Exercise instructions — Copy the lines below, from the line containing "Locate the alarm" up to and including the last line, and shift every answer coordinate by adding 24 to it.

Extracted entries —
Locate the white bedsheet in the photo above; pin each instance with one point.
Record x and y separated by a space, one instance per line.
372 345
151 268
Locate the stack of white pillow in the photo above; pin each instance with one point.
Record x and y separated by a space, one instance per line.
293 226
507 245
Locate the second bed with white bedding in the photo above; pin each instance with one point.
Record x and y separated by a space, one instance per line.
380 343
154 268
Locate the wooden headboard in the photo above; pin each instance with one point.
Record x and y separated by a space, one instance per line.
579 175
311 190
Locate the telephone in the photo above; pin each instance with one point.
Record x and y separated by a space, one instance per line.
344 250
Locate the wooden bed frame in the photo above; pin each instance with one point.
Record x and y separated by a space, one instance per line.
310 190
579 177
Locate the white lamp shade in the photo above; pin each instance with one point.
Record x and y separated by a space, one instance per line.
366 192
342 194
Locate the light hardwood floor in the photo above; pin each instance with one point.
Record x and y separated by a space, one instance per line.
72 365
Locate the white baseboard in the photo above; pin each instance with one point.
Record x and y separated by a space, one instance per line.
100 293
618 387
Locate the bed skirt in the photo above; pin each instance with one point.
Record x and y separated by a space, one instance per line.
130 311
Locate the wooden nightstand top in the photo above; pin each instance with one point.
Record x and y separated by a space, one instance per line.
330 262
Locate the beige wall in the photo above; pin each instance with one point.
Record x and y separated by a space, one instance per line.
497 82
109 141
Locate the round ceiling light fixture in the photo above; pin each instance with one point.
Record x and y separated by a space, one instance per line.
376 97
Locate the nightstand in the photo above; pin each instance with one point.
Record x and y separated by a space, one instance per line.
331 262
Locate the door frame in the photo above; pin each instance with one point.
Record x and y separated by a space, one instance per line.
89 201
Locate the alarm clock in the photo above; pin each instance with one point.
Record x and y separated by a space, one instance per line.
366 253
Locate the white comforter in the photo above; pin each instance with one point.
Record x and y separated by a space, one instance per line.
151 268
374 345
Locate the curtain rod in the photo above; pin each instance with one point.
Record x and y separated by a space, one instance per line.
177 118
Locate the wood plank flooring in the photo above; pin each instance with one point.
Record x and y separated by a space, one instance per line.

Written answer —
Locate the alarm clock in the photo above; pin each instance with one point.
Record x and y separated by a space, one instance per line.
390 277
Locate the white comforter in the photo above; pin each instance with one point.
Record x and y separated by a space, one instance per line.
175 292
398 369
Locate the curtain rod in the photo above; pin each instance with one point.
Record x and y separated by a space, one instance per line.
201 142
Locate the wood plank flooring in the photo above; pin each instance with one point.
Record x and y separated by a space, one instance per line.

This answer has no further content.